==== Texte fourni ====
Les histoires d’agressions sexuelles dans des écoles se suivent et se ressemblent depuis quelque temps. Mais pire que les histoires que l’on raconte, ce sont celles, beaucoup plus nombreuses, que l’on ne raconte pas.

Pour un scandale qui se fraie un chemin dans les médias, combien d’histoires cachées ? Combien de prédateurs qui ne font que changer d’école comme des prêtres changeaient autrefois de paroisse ? Combien de cas où « tout le monde savait », mais « personne n’a rien fait » ? Combien de jeunes vies brisées ?

Voilà plus de cinq ans que le collectif La voix des jeunes compte réclame du gouvernement qu’il agisse pour mieux protéger les élèves du préscolaire au secondaire contre les violences sexuelles. Voilà plus de cinq ans qu’il a l’impression, en dépit des promesses, que sa voix ne compte pas vraiment. Lorsqu’on réclame une loi-cadre et qu’on vous répond en mettant en place une boîte vocale, il y a lieu de croire que ce n’est malheureusement pas juste une impression1.

1. Lisez « 1 833 N’IMPORTE QUOI »

Avec le projet de loi transpartisan que vient de déposer la députée solidaire Ruba Ghazal, avec l’appui de sa collègue libérale Marwah Rizqy et de la porte-parole péquiste Méganne Perry Mélançon, le ministre de l’Éducation, Bernard Drainville, a une belle occasion d’honorer la promesse faite à ces jeunes dans la foulée de #moiaussi par les élus – y compris par l’ex-ministre de l’Éducation Jean-François Roberge.

Rappelons que le 9 mars 2021, Catherine Fournier, à l’époque députée de Marie-Victorin, a fait adopter à l’unanimité une motion à l’Assemblée nationale pour que la voix des jeunes soit entendue et que le Québec se dote d’une loi pour lutter contre les violences sexuelles dans les écoles primaires et secondaires comme c’est le cas dans les cégeps et les universités.

La motion soulignait que Jean-François Roberge avait lui-même réitéré à plusieurs reprises lors de l’étude du projet de loi-cadre visant les établissements postsecondaires, qui avait été proposé par la ministre libérale Hélène David en 2017, l’importance de se doter d’une loi équivalente pour les écoles primaires et secondaires.

En octobre 2021, la députée solidaire Christine Labrie, accompagnée de membres du collectif La voix des jeunes compte, a déposé un premier projet de loi-cadre pour lutter contre les violences sexuelles dans les écoles. Le projet est mort au feuilleton lors du déclenchement des élections. Mais c’est bien mal connaître les jeunes du collectif que de penser que leur ténacité allait mourir en même temps.
====
### Votre tâche:
Répondez aux questions suivantes à partir du texte sur les violences sexuelles dans les écoles.
(a) Depuis combien de temps le collectif La voix des jeunes compte réclame-t-il que le gouvernement agisse ?
(b) À quelle date Catherine Fournier a-t-elle fait adopter sa motion à l'Assemblée nationale ?
(c) Quel sort a connu le projet de loi-cadre déposé par Christine Labrie en octobre 2021 ?
==== Enregistrements ====
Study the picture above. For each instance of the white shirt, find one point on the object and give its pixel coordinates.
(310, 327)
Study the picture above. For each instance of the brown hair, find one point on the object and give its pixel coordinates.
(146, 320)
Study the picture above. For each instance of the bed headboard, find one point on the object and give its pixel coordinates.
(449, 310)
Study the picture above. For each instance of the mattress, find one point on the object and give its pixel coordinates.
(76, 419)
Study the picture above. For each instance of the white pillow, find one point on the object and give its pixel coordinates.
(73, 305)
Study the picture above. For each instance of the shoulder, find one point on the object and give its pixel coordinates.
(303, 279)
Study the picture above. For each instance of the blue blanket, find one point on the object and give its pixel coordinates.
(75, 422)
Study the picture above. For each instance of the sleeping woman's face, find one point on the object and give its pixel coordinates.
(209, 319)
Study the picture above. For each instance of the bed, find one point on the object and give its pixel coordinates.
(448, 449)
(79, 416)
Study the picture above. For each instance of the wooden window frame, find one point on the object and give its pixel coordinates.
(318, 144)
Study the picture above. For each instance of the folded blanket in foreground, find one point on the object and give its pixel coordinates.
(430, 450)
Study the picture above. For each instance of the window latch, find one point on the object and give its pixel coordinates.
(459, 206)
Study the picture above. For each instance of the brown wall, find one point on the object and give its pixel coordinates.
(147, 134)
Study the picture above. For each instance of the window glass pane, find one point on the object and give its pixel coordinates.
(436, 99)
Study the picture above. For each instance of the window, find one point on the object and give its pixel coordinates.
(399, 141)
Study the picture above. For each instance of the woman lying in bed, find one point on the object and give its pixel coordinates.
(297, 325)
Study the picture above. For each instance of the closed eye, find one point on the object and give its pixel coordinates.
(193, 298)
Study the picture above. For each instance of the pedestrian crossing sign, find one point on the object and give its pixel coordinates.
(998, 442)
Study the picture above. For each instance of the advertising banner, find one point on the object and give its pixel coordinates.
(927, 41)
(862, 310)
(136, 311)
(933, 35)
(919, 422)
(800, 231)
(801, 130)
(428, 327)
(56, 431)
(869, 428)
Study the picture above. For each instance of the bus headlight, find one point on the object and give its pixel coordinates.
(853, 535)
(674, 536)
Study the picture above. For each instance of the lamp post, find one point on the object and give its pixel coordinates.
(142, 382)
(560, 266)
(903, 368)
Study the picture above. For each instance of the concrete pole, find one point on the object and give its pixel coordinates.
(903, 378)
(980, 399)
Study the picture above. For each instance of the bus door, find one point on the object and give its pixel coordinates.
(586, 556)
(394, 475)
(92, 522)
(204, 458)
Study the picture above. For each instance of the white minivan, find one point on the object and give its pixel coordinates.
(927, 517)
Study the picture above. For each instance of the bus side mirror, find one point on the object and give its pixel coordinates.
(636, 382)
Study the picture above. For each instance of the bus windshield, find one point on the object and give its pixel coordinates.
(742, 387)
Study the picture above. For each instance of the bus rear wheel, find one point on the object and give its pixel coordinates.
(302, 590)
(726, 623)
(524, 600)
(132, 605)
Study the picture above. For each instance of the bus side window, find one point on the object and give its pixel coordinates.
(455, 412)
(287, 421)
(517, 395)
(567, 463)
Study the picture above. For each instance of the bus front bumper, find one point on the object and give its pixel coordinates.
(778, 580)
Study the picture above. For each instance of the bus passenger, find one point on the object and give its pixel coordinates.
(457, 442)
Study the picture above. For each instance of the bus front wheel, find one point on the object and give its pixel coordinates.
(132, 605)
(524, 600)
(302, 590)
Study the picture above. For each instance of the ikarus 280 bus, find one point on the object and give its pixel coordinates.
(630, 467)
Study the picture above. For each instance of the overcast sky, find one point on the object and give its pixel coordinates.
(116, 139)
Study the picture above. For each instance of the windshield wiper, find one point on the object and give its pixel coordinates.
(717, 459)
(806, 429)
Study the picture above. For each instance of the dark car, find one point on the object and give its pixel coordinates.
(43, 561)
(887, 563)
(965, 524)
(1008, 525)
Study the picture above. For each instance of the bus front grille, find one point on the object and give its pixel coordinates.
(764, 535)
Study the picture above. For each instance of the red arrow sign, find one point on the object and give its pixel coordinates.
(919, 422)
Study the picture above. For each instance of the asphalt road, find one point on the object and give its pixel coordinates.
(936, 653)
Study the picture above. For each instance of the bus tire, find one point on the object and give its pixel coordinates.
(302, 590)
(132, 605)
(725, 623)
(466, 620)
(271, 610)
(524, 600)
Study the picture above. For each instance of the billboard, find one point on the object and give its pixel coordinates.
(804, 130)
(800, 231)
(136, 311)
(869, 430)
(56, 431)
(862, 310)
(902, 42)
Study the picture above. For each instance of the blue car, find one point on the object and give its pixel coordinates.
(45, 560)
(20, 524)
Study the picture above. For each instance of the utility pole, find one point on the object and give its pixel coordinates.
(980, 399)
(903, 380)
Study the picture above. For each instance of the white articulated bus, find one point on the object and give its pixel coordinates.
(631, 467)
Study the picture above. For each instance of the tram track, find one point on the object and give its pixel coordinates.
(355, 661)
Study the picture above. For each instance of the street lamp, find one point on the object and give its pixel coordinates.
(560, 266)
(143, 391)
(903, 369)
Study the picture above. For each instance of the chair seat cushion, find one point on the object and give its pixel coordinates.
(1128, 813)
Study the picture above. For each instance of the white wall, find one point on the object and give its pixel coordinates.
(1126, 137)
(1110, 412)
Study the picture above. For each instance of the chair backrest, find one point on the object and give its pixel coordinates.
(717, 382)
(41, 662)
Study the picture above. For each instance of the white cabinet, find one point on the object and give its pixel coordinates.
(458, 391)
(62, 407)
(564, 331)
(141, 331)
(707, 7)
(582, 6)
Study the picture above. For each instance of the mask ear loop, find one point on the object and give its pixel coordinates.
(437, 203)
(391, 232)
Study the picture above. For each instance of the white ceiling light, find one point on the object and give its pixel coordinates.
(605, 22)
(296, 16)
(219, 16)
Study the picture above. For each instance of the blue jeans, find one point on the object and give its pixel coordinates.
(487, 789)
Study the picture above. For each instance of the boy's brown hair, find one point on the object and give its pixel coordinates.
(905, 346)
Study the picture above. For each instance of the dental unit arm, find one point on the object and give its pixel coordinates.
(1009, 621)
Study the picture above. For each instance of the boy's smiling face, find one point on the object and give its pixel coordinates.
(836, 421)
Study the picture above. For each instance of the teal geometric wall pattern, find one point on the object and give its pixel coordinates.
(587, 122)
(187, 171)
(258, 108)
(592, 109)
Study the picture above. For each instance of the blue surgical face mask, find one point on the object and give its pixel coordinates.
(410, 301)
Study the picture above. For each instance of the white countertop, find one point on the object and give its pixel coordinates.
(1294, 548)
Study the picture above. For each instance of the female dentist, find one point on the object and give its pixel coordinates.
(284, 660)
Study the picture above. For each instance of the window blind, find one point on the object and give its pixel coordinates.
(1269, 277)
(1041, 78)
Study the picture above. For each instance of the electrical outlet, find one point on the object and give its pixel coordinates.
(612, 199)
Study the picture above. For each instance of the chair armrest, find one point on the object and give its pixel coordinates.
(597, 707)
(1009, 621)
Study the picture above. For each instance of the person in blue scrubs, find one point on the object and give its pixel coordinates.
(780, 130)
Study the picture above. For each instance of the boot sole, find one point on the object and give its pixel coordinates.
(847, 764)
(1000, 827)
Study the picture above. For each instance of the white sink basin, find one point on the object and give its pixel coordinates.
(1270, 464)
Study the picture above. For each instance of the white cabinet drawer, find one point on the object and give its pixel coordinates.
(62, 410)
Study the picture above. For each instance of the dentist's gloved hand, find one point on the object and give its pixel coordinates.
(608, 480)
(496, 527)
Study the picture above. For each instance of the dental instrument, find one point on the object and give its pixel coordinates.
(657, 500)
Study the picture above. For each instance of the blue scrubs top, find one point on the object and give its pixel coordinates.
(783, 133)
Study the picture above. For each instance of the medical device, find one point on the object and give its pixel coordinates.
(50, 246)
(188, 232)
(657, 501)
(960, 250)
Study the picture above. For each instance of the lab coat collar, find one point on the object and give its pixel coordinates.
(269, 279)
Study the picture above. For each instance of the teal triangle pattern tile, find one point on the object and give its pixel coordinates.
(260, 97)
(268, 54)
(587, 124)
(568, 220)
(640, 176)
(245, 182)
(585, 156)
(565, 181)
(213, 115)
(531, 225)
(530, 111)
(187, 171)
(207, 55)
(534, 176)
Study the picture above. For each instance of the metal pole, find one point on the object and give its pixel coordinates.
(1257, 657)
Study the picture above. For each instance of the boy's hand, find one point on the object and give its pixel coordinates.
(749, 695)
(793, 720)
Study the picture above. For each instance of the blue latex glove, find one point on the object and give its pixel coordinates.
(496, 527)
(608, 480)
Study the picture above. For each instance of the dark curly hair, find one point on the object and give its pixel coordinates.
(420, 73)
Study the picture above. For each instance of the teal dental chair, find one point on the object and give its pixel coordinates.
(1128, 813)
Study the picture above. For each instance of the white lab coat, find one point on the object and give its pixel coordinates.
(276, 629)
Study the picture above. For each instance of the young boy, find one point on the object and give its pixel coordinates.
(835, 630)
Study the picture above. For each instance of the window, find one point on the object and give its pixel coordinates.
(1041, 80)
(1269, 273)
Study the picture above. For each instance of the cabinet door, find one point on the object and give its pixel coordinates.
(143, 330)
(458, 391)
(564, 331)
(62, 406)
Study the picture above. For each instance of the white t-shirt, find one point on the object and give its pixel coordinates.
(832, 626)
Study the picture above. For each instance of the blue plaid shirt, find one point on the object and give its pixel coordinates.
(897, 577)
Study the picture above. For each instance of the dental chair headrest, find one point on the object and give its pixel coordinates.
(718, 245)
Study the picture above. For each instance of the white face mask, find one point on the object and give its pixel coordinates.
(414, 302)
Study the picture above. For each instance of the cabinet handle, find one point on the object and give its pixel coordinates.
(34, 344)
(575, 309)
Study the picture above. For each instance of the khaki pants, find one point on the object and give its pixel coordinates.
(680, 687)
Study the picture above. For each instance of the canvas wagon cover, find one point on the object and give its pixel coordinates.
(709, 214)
====
### Réponse finale:
(a) Depuis plus de cinq ans.
(b) Le 9 mars 2021.
(c) Il est mort au feuilleton lors du déclenchement des élections.